■ **EXERCISE BRIEF**
Starting at the beginning of the material and continuing through the line that contains "[88,125,100,133]", rewrite those lines as a numbered list with any blank lines left out.

■ **THE RECORDS**
====================

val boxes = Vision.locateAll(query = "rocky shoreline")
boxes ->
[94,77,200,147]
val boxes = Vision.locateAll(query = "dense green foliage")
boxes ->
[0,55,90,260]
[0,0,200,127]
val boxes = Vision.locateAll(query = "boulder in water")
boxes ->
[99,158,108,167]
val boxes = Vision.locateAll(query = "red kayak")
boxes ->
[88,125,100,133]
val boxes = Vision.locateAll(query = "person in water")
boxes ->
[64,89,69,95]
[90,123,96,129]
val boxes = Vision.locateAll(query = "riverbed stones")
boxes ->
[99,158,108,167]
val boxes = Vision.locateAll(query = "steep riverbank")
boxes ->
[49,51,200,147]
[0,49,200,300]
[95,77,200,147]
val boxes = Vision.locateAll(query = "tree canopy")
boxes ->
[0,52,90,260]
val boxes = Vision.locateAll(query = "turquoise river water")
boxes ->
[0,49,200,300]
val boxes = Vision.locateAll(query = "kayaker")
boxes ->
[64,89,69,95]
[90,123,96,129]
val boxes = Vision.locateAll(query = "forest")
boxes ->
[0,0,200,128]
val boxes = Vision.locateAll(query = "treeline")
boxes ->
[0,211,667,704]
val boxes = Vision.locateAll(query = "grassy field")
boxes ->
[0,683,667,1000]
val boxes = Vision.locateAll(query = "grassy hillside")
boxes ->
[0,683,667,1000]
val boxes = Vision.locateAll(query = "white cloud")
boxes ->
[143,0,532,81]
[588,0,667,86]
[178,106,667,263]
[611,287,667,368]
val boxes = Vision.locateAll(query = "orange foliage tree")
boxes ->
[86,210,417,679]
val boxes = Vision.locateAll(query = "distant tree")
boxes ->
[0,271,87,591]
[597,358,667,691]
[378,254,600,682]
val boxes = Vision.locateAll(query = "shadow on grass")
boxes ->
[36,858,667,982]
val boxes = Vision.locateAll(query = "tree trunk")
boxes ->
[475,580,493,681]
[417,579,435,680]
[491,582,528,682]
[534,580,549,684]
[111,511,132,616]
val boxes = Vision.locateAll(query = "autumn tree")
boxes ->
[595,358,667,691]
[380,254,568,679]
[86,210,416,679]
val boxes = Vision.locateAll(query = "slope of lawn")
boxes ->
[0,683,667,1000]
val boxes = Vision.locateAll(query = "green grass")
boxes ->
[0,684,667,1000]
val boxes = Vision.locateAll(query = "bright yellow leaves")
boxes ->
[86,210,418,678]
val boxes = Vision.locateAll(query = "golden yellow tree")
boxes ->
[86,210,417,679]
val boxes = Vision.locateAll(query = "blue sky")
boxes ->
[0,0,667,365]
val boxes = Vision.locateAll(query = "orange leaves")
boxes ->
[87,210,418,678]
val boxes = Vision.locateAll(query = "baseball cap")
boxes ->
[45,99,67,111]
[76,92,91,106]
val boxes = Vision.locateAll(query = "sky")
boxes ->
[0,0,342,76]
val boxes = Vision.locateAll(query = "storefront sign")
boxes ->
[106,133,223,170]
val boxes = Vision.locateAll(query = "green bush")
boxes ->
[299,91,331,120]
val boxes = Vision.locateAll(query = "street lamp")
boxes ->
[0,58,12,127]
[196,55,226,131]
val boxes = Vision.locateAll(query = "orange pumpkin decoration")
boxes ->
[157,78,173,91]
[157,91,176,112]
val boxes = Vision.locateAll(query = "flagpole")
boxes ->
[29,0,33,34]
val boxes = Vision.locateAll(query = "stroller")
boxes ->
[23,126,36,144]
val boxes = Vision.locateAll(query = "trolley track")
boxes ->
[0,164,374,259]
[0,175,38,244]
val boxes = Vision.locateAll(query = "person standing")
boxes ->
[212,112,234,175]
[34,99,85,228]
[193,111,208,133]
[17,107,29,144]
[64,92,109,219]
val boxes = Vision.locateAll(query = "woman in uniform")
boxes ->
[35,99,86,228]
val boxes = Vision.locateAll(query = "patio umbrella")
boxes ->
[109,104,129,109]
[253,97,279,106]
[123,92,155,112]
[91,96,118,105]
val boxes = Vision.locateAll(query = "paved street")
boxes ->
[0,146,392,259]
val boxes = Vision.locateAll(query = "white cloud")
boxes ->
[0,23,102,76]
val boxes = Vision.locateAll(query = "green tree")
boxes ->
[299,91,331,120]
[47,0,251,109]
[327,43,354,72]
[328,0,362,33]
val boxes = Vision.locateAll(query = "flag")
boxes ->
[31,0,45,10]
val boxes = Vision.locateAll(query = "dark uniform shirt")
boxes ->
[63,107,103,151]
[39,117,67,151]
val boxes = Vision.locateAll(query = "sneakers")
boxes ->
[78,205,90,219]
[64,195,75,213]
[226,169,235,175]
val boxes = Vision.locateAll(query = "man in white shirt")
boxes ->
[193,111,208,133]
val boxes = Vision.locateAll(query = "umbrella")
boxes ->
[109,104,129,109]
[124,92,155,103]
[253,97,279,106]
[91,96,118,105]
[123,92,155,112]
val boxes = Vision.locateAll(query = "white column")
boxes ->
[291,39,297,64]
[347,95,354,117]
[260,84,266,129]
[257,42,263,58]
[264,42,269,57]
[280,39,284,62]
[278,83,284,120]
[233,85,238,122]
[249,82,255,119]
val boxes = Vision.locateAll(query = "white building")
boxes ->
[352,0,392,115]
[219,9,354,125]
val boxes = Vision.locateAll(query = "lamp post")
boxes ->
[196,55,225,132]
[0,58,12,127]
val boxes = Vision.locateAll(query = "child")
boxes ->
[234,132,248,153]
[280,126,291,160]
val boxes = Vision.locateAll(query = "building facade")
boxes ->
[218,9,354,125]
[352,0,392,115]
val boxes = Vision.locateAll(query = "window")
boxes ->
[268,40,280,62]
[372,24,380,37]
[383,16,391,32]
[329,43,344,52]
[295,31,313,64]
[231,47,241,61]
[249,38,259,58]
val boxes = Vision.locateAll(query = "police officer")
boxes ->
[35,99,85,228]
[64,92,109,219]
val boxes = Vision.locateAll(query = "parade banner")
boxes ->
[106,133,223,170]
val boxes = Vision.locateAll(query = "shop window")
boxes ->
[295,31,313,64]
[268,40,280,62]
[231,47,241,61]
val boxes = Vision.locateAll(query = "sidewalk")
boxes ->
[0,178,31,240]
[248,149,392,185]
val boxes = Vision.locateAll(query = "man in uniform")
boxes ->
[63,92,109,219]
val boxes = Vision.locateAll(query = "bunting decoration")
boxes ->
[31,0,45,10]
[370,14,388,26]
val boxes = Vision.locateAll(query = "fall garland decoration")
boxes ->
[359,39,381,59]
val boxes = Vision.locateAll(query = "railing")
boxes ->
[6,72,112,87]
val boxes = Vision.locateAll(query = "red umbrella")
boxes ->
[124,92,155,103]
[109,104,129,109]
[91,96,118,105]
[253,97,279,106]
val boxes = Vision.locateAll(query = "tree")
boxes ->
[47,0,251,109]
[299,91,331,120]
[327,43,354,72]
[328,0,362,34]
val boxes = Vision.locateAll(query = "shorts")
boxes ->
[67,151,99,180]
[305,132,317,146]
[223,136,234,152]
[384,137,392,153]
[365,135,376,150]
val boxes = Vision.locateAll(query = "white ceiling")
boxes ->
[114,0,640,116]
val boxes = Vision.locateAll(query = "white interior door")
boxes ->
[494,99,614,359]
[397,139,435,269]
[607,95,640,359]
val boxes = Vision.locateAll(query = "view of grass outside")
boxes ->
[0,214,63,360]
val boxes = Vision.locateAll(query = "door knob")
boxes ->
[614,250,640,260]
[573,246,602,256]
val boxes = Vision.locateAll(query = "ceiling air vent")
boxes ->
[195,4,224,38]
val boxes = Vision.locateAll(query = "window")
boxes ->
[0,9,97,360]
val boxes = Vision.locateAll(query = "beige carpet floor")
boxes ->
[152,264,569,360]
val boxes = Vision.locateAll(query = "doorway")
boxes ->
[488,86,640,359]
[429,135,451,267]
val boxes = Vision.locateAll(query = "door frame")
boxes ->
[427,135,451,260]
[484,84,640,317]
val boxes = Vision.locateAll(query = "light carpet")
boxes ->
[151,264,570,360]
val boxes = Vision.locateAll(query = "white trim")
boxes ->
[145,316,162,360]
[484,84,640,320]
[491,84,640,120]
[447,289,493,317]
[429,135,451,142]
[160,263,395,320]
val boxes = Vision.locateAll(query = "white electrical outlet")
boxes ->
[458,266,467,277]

====================

■ **COMPLETE OUTPUT**
1. val boxes = Vision.locateAll(query = "rocky shoreline")
2. boxes ->
3. [94,77,200,147]
4. val boxes = Vision.locateAll(query = "dense green foliage")
5. boxes ->
6. [0,55,90,260]
7. [0,0,200,127]
8. val boxes = Vision.locateAll(query = "boulder in water")
9. boxes ->
10. [99,158,108,167]
11. val boxes = Vision.locateAll(query = "red kayak")
12. boxes ->
13. [88,125,100,133]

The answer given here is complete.